• **EXTRACT**
After her release, Molony continued to campaign for equality for women (and against the rescinding of the principle of equal citizenship enshrined in the Proclamation) against a pro-Treaty Labour Party and a male-dominated trade union. Despite opposition to her firebrand ways, she was elected president of the Irish Trade Union in 1937, becoming only the second woman to hold the office. Despite a number of rumoured affairs with men (including Sean Connolly), she lived with psychiatrist Evelyn O’Brien, from the 1940s until her death in 1967.

“I’m pretty sure that Helena was bisexual,” says Marie Mulholland, author of The Politics and Relationships of Kathleen Lynn. “Helena had a number of affairs with men but certainly the last 20 years of her life she spent with O’Brien. When O’Brien died, her family ensured that all over her personal papers were destroyed, which is always an indication that something is being hidden. “Another possible addition to the queer pantheon of 1916 heroes is Margaret Skinnider, a slacks-wearing sharpshooter who was the only woman to be injured during the Easter Rising.

Born in Scotland in 1892, the daughter of Irish parents, Skinnider became an active participant in the women’s suffrage movement and the fight for Irish independence as a young woman. After getting involved with Constance Markievicz, Skinnider began smuggling bomb-making equipment and detonators into Dublin (hidden under her hat) ahead of the Easter Rising. She joined the Irish Citizen Army as a dispatch rider and was a scout and sniper for the St Stephen’s Green garrison. She was mentioned three times for bravery in dispatches sent to the GPO, before being shot three times and hospitalised. “In pictures of Margaret she is always dressed in boys clothes,” says Mulholland. “She insisted on being dressed as a boy for the Rising, because since she was a crack shot, she had to move very quickly around the city as a sniper. She wanted to be able to move efficiently, so she pooh-poohed the idea of being in a skirt.”

Skinnider didn’t brook any discussion about her right and capability to take place in such a violent uprising, telling a sexist commander that “we had the same right to risk our lives as the men; that in the constitution of the Irish Republic, women were on an equality with men. For the first time in history, indeed, a constitution had been written that incorporated the principle of equal suffrage.”

• **COMPLETE THE FOLLOWING**
A – Please print the extract, starting with "After her release, Molony" and going on through "death in 1967.".
B – According to the extract, where did Skinnider hide the bomb-making equipment and detonators she smuggled into Dublin?
Use only the extract, nothing else.

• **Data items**
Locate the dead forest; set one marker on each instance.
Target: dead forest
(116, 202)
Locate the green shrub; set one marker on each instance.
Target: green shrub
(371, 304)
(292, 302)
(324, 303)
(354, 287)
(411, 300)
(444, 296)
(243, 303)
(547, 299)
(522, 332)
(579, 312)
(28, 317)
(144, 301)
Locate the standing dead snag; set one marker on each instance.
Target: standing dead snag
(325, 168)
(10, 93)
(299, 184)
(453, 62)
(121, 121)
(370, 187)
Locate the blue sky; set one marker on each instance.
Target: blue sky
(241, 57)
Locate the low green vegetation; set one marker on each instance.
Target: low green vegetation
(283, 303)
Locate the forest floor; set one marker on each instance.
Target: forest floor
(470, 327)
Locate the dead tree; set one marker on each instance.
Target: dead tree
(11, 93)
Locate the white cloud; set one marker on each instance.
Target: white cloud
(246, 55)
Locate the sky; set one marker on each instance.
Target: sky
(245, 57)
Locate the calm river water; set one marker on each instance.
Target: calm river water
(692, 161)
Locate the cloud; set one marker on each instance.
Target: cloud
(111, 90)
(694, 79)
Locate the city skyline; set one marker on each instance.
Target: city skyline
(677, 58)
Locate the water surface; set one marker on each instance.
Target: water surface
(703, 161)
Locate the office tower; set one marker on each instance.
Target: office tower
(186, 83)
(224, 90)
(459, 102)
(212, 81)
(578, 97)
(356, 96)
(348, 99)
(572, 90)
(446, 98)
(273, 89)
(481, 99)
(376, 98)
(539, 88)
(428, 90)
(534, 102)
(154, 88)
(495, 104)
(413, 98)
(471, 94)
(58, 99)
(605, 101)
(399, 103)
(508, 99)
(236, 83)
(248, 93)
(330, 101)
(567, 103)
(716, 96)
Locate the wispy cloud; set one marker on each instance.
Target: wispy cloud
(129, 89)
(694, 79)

• **RESULTS FOR THE EXERCISE**
A –
After her release, Molony continued to campaign for equality for women (and against the rescinding of the principle of equal citizenship enshrined in the Proclamation) against a pro-Treaty Labour Party and a male-dominated trade union. Despite opposition to her firebrand ways, she was elected president of the Irish Trade Union in 1937, becoming only the second woman to hold the office. Despite a number of rumoured affairs with men (including Sean Connolly), she lived with psychiatrist Evelyn O’Brien, from the 1940s until her death in 1967.

B – Under her hat.